April 1, 2025

Knowledge Exchange Partner

2025 Apple Industry Outlook: Headwinds Persist in the U.S.

Volume 19, Issue 4
April 2025

Contributed by Chris Gerlach, Vice President, Insights & Analytics, USApple

Coming Off a Tough Year

The U.S. is getting really good at growing, storing, packing and selling apples. Last season, production levels reached all-time highs, topping 289 million bushels.1 This milestone was achieved thanks to several factors including net acreage growth, densification, yield improvements and fair weather. Advancements in state-of-the-art storage facilities and sorting technologies ensured that a greater percentage of those apples found their way into the fresh market. 

At the same time the U.S. was recording record-high supplies of fresh apples, demand was falling. Foreign demand for fresh apple exports was 13% below its peak a decade ago.2 Domestic demand was also waning as per capita fresh apple consumption has decreased by 2.2 pounds per person since the 1990s.3 While that may not seem like a lot, it’s equivalent to the combined production of Pennsylvania and Virginia.

These supply and demand imbalances severely disrupted the 2023/24 U.S. apple season causing prices to plummet. For some varieties like Honeycrisp, the prices many growers were being paid were below the cost of production. One in-depth analysis of Washington growers found that 99% of last season’s net returns (revenues less storage, packing and sales fees) went to covering the cost of labor leaving nothing left for fertilizer, loan payments or profit.4

Now, as prices start to recover somewhat this season and exports begin to make up lost ground, the U.S. apple industry is bracing for yet another significant blow: tariffs. At the time of writing this in early March 2025, the trade war is on, but it may be off-again and then back on-again for some time. With this degree of uncertainty, it is impossible to predict the full extent of the impact to American apple growers, processors, importers and the U.S. economy at-large.

### Provided data
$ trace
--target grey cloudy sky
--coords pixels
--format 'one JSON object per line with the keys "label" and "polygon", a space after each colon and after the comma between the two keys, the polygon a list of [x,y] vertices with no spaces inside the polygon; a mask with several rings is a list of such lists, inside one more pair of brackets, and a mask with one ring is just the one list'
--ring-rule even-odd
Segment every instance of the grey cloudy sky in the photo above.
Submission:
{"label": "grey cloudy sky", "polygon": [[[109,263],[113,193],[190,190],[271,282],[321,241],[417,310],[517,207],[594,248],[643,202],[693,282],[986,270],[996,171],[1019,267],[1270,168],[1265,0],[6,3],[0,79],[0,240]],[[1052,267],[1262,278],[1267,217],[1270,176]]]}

==

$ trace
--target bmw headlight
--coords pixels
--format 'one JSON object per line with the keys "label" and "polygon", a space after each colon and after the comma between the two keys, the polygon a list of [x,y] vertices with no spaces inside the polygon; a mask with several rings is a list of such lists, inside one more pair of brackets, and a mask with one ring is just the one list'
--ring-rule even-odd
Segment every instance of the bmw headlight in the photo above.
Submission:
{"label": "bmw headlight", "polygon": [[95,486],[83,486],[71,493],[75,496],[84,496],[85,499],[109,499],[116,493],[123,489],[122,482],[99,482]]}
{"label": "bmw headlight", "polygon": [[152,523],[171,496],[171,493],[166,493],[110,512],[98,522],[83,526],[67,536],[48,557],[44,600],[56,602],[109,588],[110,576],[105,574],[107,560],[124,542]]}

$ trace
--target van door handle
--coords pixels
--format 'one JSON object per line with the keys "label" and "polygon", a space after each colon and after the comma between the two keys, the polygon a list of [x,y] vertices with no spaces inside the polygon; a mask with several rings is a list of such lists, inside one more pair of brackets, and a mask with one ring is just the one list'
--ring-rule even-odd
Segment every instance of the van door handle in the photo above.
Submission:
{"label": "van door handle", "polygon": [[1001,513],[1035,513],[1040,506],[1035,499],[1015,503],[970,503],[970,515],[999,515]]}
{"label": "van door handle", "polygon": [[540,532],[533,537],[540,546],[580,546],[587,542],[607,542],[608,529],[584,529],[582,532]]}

* * *

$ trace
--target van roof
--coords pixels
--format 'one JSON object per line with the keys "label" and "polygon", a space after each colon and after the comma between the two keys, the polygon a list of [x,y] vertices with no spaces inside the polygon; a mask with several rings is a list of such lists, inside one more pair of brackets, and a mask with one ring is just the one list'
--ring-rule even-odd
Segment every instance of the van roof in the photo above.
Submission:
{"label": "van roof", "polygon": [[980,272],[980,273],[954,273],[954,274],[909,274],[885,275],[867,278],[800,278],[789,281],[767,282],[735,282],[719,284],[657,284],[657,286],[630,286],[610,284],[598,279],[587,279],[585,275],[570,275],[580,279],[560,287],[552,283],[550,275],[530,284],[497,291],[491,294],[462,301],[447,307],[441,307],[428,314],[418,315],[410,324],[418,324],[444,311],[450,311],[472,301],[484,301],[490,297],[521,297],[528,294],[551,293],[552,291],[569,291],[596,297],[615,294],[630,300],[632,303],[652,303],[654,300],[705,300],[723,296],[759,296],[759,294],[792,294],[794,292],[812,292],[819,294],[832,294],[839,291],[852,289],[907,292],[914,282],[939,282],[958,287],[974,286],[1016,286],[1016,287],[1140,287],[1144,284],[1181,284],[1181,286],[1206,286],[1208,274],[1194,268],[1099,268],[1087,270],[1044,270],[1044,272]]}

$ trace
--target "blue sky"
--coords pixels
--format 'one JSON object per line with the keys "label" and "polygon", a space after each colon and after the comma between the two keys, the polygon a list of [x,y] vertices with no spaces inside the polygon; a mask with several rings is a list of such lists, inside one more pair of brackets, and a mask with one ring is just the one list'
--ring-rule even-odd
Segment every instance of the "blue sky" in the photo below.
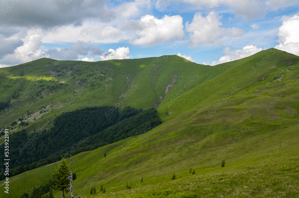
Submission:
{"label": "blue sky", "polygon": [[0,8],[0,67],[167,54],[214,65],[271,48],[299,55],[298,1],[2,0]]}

### Task prompt
Write out the apple industry outlook above again in full, word for word.

### Exercise output
April 1, 2025

Knowledge Exchange Partner

2025 Apple Industry Outlook: Headwinds Persist in the U.S.

Volume 19, Issue 4
April 2025

Contributed by Chris Gerlach, Vice President, Insights & Analytics, USApple

Coming Off a Tough Year

The U.S. is getting really good at growing, storing, packing and selling apples. Last season, production levels reached all-time highs, topping 289 million bushels.1 This milestone was achieved thanks to several factors including net acreage growth, densification, yield improvements and fair weather. Advancements in state-of-the-art storage facilities and sorting technologies ensured that a greater percentage of those apples found their way into the fresh market. 

At the same time the U.S. was recording record-high supplies of fresh apples, demand was falling. Foreign demand for fresh apple exports was 13% below its peak a decade ago.2 Domestic demand was also waning as per capita fresh apple consumption has decreased by 2.2 pounds per person since the 1990s.3 While that may not seem like a lot, it’s equivalent to the combined production of Pennsylvania and Virginia.

These supply and demand imbalances severely disrupted the 2023/24 U.S. apple season causing prices to plummet. For some varieties like Honeycrisp, the prices many growers were being paid were below the cost of production. One in-depth analysis of Washington growers found that 99% of last season’s net returns (revenues less storage, packing and sales fees) went to covering the cost of labor leaving nothing left for fertilizer, loan payments or profit.4

Now, as prices start to recover somewhat this season and exports begin to make up lost ground, the U.S. apple industry is bracing for yet another significant blow: tariffs. At the time of writing this in early March 2025, the trade war is on, but it may be off-again and then back on-again for some time. With this degree of uncertainty, it is impossible to predict the full extent of the impact to American apple growers, processors, importers and the U.S. economy at-large.